## WORK REQUIRED
Every line below between the one holding "Ground the black" and the one holding "Ground the lanyard", inclusive, should be copied exactly, and no other line.

[Dataset entries]
--------------------------------------------------
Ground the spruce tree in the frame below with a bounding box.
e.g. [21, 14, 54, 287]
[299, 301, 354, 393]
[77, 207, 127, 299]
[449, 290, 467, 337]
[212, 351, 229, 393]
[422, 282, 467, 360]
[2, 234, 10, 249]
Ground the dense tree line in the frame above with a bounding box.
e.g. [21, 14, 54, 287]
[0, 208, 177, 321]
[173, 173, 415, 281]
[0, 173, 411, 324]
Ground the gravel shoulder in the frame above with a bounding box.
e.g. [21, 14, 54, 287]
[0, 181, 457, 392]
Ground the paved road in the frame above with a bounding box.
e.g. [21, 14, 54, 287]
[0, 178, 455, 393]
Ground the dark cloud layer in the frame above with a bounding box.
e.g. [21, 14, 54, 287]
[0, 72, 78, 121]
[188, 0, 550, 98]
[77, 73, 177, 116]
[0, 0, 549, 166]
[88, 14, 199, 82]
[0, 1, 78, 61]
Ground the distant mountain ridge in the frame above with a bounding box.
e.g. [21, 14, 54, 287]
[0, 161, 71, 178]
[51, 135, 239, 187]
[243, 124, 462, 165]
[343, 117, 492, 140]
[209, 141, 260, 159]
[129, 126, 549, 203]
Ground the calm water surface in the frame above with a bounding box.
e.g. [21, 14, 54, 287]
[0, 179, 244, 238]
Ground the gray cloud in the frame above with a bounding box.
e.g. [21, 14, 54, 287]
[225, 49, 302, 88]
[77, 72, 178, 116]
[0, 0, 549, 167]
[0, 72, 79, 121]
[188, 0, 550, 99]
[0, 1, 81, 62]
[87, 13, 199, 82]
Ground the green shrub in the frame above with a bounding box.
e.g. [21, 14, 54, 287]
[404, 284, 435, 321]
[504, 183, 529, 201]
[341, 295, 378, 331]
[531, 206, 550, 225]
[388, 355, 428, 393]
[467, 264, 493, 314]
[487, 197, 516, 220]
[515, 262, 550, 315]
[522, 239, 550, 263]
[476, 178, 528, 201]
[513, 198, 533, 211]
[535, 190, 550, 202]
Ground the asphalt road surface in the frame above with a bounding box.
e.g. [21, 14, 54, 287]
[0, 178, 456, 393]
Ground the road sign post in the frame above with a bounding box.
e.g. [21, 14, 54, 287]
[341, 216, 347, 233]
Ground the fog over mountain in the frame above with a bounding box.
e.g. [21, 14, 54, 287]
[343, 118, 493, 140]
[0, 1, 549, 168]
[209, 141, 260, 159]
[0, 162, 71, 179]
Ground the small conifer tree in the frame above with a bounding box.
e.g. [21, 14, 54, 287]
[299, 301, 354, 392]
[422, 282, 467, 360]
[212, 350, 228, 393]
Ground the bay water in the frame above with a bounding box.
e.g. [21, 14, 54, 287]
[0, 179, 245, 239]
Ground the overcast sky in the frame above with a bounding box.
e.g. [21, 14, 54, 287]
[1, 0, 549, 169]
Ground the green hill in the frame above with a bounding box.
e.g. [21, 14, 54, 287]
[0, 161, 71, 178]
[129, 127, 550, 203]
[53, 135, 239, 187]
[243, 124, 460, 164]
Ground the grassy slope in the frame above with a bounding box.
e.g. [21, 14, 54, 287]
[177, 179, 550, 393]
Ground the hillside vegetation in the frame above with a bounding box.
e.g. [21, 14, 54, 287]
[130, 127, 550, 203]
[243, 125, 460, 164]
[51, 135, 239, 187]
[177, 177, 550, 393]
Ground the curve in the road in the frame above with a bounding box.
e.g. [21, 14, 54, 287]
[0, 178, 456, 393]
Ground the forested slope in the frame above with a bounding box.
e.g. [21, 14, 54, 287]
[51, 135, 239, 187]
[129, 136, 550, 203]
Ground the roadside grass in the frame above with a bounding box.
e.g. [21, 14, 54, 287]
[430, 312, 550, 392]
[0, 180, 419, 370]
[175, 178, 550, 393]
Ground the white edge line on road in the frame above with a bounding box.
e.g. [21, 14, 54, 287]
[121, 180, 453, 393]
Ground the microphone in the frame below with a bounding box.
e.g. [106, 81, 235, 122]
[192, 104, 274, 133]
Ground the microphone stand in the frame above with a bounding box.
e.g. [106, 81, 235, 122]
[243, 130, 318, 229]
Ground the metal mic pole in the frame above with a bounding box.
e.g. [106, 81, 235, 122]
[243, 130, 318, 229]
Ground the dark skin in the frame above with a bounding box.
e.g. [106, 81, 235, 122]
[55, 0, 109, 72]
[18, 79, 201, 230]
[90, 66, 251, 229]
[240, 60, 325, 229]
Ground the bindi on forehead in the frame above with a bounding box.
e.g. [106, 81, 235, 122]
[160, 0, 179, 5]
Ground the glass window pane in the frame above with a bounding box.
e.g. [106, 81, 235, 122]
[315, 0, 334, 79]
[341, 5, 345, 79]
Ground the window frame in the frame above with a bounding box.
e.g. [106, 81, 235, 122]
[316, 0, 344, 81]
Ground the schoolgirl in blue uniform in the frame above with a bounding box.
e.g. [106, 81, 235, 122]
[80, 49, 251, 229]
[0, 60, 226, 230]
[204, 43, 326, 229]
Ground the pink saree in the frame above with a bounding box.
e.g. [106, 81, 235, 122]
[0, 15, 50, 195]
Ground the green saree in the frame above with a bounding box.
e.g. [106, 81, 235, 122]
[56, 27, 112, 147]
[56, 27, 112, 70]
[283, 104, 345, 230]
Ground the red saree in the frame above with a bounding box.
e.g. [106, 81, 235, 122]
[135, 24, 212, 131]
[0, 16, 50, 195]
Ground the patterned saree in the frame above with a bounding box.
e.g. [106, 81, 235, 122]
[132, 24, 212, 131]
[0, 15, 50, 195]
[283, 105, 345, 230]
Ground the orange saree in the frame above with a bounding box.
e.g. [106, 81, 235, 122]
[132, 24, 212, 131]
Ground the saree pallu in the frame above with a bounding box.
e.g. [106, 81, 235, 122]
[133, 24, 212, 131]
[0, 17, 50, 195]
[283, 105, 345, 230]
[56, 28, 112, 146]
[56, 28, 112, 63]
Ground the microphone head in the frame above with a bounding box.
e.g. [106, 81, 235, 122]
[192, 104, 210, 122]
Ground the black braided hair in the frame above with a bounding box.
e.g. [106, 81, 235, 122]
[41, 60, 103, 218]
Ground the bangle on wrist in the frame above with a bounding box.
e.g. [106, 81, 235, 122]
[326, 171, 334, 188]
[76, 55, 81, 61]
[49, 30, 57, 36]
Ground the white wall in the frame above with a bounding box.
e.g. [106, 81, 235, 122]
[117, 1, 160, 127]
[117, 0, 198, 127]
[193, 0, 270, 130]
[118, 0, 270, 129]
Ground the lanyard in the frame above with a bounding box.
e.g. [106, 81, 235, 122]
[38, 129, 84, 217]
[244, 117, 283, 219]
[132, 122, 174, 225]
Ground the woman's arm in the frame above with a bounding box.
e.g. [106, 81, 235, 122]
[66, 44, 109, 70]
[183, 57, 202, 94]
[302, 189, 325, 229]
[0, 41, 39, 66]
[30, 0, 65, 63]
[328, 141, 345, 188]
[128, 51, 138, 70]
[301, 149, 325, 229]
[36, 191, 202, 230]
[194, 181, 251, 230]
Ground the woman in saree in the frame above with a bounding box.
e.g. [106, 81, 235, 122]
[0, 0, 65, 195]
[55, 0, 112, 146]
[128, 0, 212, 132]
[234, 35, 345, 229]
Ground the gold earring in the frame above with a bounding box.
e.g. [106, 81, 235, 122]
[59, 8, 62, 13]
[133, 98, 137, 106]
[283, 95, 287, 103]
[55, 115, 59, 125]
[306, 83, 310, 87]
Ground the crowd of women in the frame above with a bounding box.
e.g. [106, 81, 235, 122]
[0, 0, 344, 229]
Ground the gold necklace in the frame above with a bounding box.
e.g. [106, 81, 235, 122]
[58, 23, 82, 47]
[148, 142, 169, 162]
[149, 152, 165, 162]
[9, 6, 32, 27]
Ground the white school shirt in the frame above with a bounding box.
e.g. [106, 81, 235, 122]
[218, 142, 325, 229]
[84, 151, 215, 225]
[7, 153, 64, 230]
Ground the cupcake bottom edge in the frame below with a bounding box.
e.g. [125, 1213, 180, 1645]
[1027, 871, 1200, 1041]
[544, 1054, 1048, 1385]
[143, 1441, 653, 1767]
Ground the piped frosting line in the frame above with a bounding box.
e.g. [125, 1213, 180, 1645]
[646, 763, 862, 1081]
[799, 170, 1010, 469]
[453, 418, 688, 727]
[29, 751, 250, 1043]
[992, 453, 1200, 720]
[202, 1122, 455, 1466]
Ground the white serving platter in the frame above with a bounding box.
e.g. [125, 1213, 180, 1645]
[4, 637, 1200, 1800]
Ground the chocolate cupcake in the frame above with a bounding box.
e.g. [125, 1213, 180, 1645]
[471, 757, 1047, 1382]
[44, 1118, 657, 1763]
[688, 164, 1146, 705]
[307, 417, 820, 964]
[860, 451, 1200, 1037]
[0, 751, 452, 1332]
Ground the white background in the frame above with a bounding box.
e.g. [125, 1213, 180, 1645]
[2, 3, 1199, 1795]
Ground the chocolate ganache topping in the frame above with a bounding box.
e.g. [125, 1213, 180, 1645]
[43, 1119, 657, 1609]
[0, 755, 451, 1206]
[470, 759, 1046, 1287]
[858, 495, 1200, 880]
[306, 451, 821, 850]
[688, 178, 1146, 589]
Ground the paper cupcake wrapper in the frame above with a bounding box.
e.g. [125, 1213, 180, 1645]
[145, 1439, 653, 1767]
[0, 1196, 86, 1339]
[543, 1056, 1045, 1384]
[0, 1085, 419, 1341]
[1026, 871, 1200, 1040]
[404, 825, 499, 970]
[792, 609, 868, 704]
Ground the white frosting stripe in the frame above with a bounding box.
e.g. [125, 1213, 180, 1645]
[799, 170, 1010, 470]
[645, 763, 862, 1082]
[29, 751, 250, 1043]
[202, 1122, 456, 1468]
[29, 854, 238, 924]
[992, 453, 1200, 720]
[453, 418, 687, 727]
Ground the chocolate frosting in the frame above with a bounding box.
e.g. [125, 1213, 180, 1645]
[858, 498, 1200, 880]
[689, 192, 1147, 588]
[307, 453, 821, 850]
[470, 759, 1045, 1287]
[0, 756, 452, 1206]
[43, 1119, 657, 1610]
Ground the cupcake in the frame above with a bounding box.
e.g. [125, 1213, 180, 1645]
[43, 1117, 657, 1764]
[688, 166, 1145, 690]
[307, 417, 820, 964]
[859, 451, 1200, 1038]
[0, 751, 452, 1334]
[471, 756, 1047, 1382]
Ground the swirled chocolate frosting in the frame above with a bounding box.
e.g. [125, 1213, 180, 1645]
--------------------------------------------------
## EXERCISE ANSWER
Ground the black braided hair in the frame above with a bounding box.
e.g. [106, 81, 235, 122]
[41, 60, 103, 218]
Ground the bangle on wrist in the frame above with a bounding box.
e.g. [106, 81, 235, 122]
[326, 171, 334, 188]
[76, 55, 81, 61]
[49, 30, 57, 36]
Ground the white wall in the frame above with a bounding box.
e.g. [106, 81, 235, 122]
[117, 1, 160, 127]
[117, 0, 198, 127]
[193, 0, 270, 130]
[118, 0, 270, 129]
Ground the lanyard in the frame above with a bounding box.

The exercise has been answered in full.